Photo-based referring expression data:
#####

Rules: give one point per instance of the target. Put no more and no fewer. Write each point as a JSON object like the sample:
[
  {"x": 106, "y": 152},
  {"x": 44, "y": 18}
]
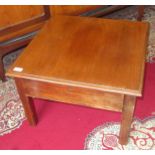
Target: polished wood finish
[
  {"x": 93, "y": 62},
  {"x": 127, "y": 116},
  {"x": 87, "y": 40},
  {"x": 73, "y": 94},
  {"x": 71, "y": 9},
  {"x": 27, "y": 103},
  {"x": 140, "y": 12}
]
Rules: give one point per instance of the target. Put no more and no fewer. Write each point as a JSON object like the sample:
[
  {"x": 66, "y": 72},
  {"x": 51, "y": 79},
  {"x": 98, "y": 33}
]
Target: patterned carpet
[{"x": 103, "y": 137}]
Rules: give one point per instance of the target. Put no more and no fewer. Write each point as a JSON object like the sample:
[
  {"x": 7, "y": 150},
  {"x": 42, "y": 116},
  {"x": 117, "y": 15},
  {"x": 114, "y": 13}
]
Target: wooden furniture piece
[
  {"x": 92, "y": 10},
  {"x": 18, "y": 25},
  {"x": 93, "y": 62}
]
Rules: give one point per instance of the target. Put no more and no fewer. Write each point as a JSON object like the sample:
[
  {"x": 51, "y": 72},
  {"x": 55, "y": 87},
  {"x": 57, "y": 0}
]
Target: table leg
[
  {"x": 27, "y": 102},
  {"x": 2, "y": 72},
  {"x": 127, "y": 116}
]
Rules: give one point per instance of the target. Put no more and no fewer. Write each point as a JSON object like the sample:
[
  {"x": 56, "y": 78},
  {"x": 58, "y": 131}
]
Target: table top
[{"x": 95, "y": 53}]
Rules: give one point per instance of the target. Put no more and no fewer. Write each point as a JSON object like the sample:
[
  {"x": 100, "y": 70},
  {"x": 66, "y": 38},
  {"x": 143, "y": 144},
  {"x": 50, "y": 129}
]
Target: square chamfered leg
[
  {"x": 27, "y": 102},
  {"x": 127, "y": 116}
]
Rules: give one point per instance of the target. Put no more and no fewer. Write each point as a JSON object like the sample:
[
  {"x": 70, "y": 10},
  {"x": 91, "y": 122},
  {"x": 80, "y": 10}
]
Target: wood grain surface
[{"x": 88, "y": 52}]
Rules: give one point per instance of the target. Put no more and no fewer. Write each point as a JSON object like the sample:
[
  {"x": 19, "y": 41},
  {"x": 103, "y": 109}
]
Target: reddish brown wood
[
  {"x": 140, "y": 12},
  {"x": 74, "y": 95},
  {"x": 2, "y": 72},
  {"x": 127, "y": 116},
  {"x": 27, "y": 102},
  {"x": 84, "y": 68}
]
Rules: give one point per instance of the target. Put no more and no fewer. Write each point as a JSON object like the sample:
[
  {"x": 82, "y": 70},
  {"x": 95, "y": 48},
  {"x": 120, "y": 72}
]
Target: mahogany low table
[{"x": 85, "y": 61}]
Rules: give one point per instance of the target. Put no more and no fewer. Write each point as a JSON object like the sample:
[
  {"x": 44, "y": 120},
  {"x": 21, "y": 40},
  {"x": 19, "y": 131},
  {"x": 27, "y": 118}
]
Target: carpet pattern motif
[
  {"x": 11, "y": 109},
  {"x": 105, "y": 137}
]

#####

### WHAT TO WORK ON
Restate each line of the records exactly; pictures do not belong in the copy.

### SOLVED EXERCISE
Rules: give one point per instance of the target. Put no more and no fewer. Write each point as a JSON object like the sample:
[
  {"x": 106, "y": 152},
  {"x": 44, "y": 18}
]
Target: polished wood finish
[
  {"x": 93, "y": 62},
  {"x": 127, "y": 116},
  {"x": 87, "y": 40},
  {"x": 73, "y": 94},
  {"x": 71, "y": 9},
  {"x": 27, "y": 103},
  {"x": 140, "y": 12}
]
Rules: give one point per instance of the target. Put no more and no fewer. Write each point as a JSON object like the sample:
[
  {"x": 66, "y": 72},
  {"x": 51, "y": 79},
  {"x": 98, "y": 33}
]
Target: patterned carpet
[{"x": 103, "y": 137}]
Rules: give one point per instance of the target. Put no more and no fewer. Write each point as a JSON object like the sample:
[
  {"x": 7, "y": 150},
  {"x": 42, "y": 116},
  {"x": 117, "y": 15},
  {"x": 114, "y": 13}
]
Target: wooden furniture piece
[
  {"x": 92, "y": 10},
  {"x": 18, "y": 25},
  {"x": 93, "y": 62}
]
Rules: give one point per instance of the target. Put no more and no fewer. Write each point as a JSON object like the sample:
[
  {"x": 51, "y": 72},
  {"x": 55, "y": 87},
  {"x": 57, "y": 0}
]
Target: table leg
[
  {"x": 27, "y": 102},
  {"x": 2, "y": 72},
  {"x": 127, "y": 116}
]
Rules: give one point per instance of the target. Put no more and no fewer. Write each point as a JSON object like the sample:
[
  {"x": 56, "y": 78},
  {"x": 58, "y": 131}
]
Target: table top
[{"x": 95, "y": 53}]
Rules: give one point per instance of the target. Put no more and no fewer. Write each point as a JSON object like the sample:
[
  {"x": 100, "y": 70},
  {"x": 66, "y": 38},
  {"x": 143, "y": 144},
  {"x": 50, "y": 129}
]
Target: square chamfered leg
[
  {"x": 27, "y": 102},
  {"x": 127, "y": 116}
]
Rules: give one point per instance of the target. Put no more and no fewer. Write each point as a JSON object like the sample:
[
  {"x": 70, "y": 10},
  {"x": 91, "y": 122},
  {"x": 80, "y": 10}
]
Target: wood grain surface
[{"x": 88, "y": 52}]
Rules: give one point per instance of the target. Put no more and no fewer. Write each point as a JSON object like the sample:
[
  {"x": 19, "y": 41},
  {"x": 103, "y": 109}
]
Target: reddish brown wood
[
  {"x": 140, "y": 12},
  {"x": 74, "y": 95},
  {"x": 2, "y": 72},
  {"x": 127, "y": 116},
  {"x": 27, "y": 102},
  {"x": 84, "y": 68}
]
Rules: give one point per instance of the target. Put no more and no fewer. Write each point as a JSON object like the sample:
[
  {"x": 82, "y": 70},
  {"x": 95, "y": 48},
  {"x": 120, "y": 72}
]
Target: mahogany low table
[{"x": 85, "y": 61}]
Rules: give one point per instance of the target. Put no more and no fewer. Write each point as a JSON object like the sample:
[
  {"x": 44, "y": 120},
  {"x": 21, "y": 40},
  {"x": 19, "y": 131},
  {"x": 27, "y": 118}
]
Target: carpet pattern motif
[
  {"x": 11, "y": 109},
  {"x": 105, "y": 137}
]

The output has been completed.